Dataset items
-- Opening Marker --

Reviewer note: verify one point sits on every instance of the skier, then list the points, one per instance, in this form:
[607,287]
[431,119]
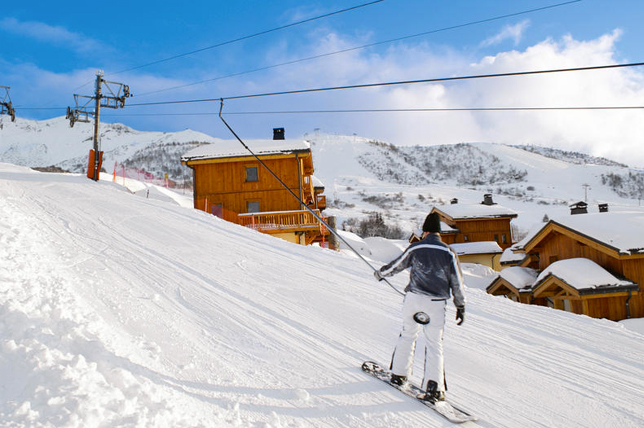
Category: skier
[435,273]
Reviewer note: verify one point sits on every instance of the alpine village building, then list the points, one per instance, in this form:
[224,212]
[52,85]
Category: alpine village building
[591,264]
[482,222]
[230,183]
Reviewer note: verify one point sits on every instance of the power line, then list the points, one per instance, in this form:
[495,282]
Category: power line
[395,83]
[453,27]
[261,33]
[400,110]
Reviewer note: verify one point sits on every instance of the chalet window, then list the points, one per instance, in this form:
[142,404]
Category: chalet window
[252,207]
[251,174]
[217,210]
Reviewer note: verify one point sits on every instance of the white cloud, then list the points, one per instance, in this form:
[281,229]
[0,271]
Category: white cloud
[514,32]
[612,133]
[53,35]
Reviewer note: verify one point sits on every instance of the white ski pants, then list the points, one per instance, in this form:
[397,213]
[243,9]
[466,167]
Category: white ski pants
[403,358]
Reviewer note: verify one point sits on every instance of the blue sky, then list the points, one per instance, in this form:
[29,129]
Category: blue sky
[51,50]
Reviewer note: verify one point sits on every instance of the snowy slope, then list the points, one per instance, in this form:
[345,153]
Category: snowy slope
[121,310]
[53,142]
[549,187]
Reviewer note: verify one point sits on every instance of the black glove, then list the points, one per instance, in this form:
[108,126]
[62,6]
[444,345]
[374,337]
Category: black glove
[460,315]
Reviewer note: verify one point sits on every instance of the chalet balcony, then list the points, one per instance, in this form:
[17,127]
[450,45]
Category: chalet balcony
[280,221]
[321,199]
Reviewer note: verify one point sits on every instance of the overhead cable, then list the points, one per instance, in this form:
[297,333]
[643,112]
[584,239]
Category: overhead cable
[261,33]
[395,83]
[355,48]
[316,215]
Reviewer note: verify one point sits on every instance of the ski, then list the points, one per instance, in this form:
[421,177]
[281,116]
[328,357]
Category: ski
[443,408]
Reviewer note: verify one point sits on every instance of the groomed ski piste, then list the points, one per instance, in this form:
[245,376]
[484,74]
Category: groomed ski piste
[122,310]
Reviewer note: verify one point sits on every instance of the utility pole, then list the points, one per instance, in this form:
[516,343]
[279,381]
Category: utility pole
[114,97]
[5,104]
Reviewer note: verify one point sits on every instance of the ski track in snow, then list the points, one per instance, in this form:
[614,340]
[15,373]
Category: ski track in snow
[117,310]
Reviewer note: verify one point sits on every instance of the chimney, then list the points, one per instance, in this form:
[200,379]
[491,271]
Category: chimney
[579,208]
[278,133]
[487,199]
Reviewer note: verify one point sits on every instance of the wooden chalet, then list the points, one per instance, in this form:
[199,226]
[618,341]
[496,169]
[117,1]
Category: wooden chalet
[514,283]
[486,221]
[232,184]
[486,253]
[591,264]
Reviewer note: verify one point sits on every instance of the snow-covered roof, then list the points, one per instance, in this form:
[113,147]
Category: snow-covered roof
[316,181]
[233,148]
[446,228]
[582,274]
[483,247]
[510,256]
[464,211]
[623,231]
[519,277]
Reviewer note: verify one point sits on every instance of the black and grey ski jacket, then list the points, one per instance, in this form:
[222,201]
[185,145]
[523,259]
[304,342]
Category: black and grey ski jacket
[434,269]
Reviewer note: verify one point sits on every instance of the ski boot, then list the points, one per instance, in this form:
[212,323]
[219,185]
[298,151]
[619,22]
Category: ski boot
[432,395]
[398,380]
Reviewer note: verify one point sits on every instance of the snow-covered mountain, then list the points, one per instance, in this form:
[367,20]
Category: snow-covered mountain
[124,310]
[404,183]
[53,142]
[362,175]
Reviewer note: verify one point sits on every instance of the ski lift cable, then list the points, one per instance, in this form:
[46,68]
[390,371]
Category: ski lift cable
[396,83]
[261,33]
[355,48]
[320,219]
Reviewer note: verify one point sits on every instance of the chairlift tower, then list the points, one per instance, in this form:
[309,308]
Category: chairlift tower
[5,103]
[107,94]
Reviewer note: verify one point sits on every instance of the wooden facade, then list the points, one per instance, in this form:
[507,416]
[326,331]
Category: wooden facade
[477,227]
[240,189]
[555,242]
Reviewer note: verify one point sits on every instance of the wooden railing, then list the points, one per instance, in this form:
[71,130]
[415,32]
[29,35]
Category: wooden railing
[321,199]
[280,221]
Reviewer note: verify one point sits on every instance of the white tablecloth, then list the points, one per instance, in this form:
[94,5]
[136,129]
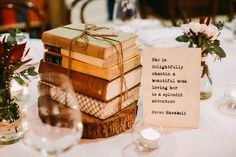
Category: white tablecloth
[216,136]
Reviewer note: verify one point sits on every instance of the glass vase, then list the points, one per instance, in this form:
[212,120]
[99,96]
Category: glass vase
[206,82]
[10,118]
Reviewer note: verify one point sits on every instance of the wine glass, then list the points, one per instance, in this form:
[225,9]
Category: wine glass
[147,139]
[124,11]
[53,125]
[229,107]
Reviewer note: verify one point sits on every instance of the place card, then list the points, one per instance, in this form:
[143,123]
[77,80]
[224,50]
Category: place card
[171,86]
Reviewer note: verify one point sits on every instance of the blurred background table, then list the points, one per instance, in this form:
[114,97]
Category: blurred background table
[214,137]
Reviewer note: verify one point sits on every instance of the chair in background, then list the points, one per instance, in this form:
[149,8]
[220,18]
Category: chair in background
[72,6]
[22,7]
[197,8]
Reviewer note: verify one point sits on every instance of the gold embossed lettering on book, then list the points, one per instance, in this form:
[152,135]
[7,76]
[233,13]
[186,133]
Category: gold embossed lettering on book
[104,73]
[104,47]
[92,127]
[92,86]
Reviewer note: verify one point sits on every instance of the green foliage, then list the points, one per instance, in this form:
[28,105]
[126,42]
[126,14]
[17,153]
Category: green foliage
[11,59]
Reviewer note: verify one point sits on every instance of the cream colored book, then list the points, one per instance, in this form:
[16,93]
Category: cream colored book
[90,105]
[103,63]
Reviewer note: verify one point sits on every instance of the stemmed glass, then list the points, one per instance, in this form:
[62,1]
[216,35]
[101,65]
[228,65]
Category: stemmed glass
[229,107]
[53,127]
[147,139]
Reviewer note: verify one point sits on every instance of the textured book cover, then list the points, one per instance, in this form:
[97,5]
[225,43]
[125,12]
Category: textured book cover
[91,86]
[8,16]
[104,73]
[62,37]
[90,105]
[103,63]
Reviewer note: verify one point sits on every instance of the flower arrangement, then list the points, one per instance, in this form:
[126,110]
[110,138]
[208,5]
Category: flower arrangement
[203,35]
[11,59]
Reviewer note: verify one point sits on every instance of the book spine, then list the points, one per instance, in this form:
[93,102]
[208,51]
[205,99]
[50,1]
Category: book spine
[53,49]
[20,17]
[94,87]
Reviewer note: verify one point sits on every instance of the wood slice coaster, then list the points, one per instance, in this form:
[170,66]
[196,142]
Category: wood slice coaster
[92,127]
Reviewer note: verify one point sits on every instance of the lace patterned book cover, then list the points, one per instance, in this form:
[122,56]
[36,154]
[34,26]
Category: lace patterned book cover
[172,86]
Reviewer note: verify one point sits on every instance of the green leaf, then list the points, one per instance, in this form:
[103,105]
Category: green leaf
[19,80]
[219,51]
[182,38]
[200,40]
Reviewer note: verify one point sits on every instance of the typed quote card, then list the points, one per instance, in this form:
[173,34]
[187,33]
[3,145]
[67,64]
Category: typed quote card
[171,86]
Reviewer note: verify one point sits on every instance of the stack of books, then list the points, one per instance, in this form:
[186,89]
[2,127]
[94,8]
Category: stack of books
[96,77]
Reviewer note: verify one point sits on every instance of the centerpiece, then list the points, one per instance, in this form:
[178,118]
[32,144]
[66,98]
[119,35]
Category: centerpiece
[11,59]
[204,35]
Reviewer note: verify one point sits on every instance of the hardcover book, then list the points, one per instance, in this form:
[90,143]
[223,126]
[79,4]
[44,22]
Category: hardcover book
[103,63]
[62,37]
[104,73]
[91,86]
[87,104]
[92,127]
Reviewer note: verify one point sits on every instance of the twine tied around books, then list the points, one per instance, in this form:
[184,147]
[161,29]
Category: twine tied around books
[101,33]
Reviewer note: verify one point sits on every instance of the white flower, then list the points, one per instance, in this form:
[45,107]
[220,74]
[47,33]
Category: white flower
[185,28]
[195,27]
[204,28]
[212,32]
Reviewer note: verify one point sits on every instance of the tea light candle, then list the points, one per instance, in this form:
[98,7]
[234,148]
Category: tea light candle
[16,89]
[150,138]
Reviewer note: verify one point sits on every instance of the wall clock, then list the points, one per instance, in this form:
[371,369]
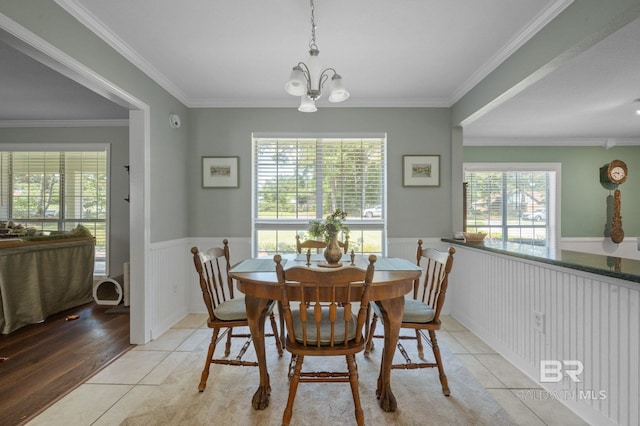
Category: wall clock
[612,175]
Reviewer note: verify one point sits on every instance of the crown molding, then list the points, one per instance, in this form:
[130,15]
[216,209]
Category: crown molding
[92,23]
[64,123]
[293,102]
[602,142]
[539,22]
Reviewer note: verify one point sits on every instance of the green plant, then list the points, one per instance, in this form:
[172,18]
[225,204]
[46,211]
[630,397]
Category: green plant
[330,227]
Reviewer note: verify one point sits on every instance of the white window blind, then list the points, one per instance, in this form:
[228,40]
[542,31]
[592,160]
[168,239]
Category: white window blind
[512,202]
[57,190]
[299,179]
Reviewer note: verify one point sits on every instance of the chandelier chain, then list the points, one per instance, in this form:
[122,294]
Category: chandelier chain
[312,43]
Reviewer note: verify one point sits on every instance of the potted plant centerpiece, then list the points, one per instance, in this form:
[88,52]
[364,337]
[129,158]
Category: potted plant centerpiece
[329,229]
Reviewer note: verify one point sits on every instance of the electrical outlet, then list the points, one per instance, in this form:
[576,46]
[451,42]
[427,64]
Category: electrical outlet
[538,321]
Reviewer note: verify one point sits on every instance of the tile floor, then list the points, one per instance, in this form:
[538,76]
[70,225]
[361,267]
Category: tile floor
[126,382]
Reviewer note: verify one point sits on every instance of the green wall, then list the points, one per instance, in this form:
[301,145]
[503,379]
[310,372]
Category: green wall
[167,216]
[412,212]
[583,198]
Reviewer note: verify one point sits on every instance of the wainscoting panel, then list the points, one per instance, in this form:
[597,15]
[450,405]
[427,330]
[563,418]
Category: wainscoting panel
[170,284]
[587,318]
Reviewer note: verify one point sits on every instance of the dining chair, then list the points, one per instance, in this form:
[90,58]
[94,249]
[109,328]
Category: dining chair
[324,324]
[315,244]
[226,311]
[422,311]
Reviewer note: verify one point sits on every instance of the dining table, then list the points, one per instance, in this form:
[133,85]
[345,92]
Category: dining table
[393,278]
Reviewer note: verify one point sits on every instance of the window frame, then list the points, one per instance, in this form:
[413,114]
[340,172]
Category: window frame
[74,147]
[356,224]
[554,213]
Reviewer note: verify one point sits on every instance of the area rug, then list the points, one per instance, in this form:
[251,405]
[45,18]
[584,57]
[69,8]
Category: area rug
[227,398]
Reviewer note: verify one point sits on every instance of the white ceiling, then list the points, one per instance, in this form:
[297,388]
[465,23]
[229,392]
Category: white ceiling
[215,53]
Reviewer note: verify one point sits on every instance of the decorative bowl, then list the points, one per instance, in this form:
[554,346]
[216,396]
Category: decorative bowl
[474,237]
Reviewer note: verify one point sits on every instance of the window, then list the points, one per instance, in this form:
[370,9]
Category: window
[299,179]
[512,202]
[55,191]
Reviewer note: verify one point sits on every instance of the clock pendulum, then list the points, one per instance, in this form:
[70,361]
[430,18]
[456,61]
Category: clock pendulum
[613,174]
[617,234]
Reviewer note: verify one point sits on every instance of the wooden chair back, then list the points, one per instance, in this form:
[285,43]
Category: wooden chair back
[213,270]
[431,287]
[315,244]
[325,309]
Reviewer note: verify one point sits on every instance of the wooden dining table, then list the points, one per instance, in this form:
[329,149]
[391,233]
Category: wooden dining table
[393,278]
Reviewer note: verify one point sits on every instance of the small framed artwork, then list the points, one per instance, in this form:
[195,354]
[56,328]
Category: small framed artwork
[421,170]
[219,172]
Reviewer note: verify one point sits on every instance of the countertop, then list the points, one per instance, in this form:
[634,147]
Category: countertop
[621,268]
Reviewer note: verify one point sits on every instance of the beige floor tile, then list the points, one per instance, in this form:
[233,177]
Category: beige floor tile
[82,406]
[506,372]
[130,368]
[169,340]
[446,339]
[479,371]
[198,341]
[451,324]
[472,343]
[519,412]
[134,401]
[171,363]
[192,321]
[549,409]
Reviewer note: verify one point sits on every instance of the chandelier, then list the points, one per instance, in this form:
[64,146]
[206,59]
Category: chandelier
[308,79]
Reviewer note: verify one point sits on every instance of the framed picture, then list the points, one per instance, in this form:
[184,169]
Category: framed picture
[421,170]
[219,172]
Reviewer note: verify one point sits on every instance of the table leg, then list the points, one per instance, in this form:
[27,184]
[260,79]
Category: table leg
[256,315]
[392,310]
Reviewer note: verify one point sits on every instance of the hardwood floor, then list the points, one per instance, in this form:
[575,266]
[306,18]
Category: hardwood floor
[47,360]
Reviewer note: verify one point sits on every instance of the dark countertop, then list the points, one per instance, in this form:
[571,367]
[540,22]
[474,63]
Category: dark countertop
[622,268]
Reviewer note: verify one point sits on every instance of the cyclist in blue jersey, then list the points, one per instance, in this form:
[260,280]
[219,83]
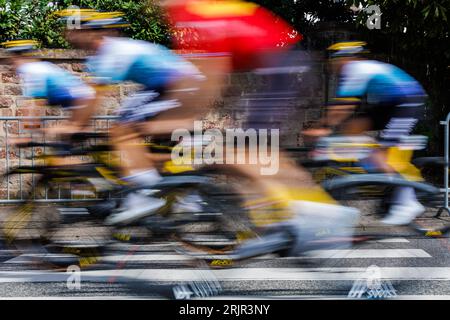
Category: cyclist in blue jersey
[47,82]
[156,70]
[386,99]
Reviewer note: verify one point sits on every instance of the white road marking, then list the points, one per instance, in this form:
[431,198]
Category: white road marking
[369,253]
[238,274]
[393,240]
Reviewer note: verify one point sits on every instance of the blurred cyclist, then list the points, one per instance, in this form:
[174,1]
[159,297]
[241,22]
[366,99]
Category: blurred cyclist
[249,38]
[156,70]
[50,83]
[387,100]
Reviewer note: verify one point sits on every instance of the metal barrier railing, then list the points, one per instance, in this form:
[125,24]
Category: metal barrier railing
[12,190]
[446,123]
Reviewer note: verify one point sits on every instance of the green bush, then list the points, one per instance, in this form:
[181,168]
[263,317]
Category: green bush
[35,19]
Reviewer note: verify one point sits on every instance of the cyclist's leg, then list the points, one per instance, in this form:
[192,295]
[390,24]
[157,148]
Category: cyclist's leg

-- Closing Marker --

■ WHAT NEEDS TO BE DONE ■
The answer must consist only of the lines from the beginning of the entries above through the line that holds "of the overhead", reproduced exactly and without pictures.

■ WRITTEN ANSWER ■
Reviewer note: verify one point sits on every instance of the skier, then list the points, one per instance, in this form:
[607,287]
[431,119]
Category: skier
[435,273]
Reviewer note: verify one point sits on every instance of the alpine village building, then list the points, one per instance, in this form:
[224,212]
[52,85]
Category: alpine village building
[591,264]
[482,222]
[230,183]
Reviewer note: verify one point sits on every instance of the power line, then list the points, one per instance, in this form:
[495,282]
Category: power line
[395,83]
[453,27]
[261,33]
[400,110]
Reviewer note: verify one point sits on every instance of the chalet window, then list the points, one per instance, in this form:
[142,404]
Category: chalet window
[252,207]
[251,174]
[217,210]
Reviewer note: verify one point sits on every instance of the white cloud, then list the points, one per instance, in this form:
[281,229]
[0,271]
Category: white cloud
[514,32]
[612,133]
[53,35]
Reviewer note: verify one point sits on every instance of the white ski pants, then list the points, one per instance, in this form:
[397,213]
[243,9]
[466,167]
Category: white ski pants
[403,358]
Reviewer note: verify one point sits on every instance of the blue sky, then list the points, one per instance, in this form:
[29,129]
Category: blue sky
[51,50]
Reviewer note: verify one point sits on every instance of the snowy slope, then list the points, one per instance, in this form:
[345,153]
Category: snowy slope
[121,310]
[53,142]
[549,187]
Reviewer note: verify one point sits on every instance of the black glove, then list the points, one per instance, in this form:
[108,126]
[62,6]
[444,345]
[374,337]
Category: black glove
[460,315]
Reviewer note: verify one point sits on every instance of the chalet balcony, then list the points, one per instance, in this form:
[17,127]
[450,45]
Category: chalet balcony
[280,221]
[321,199]
Reviewer note: verify one point sits on every instance of the overhead cable, then list the points, one per instance, in this form:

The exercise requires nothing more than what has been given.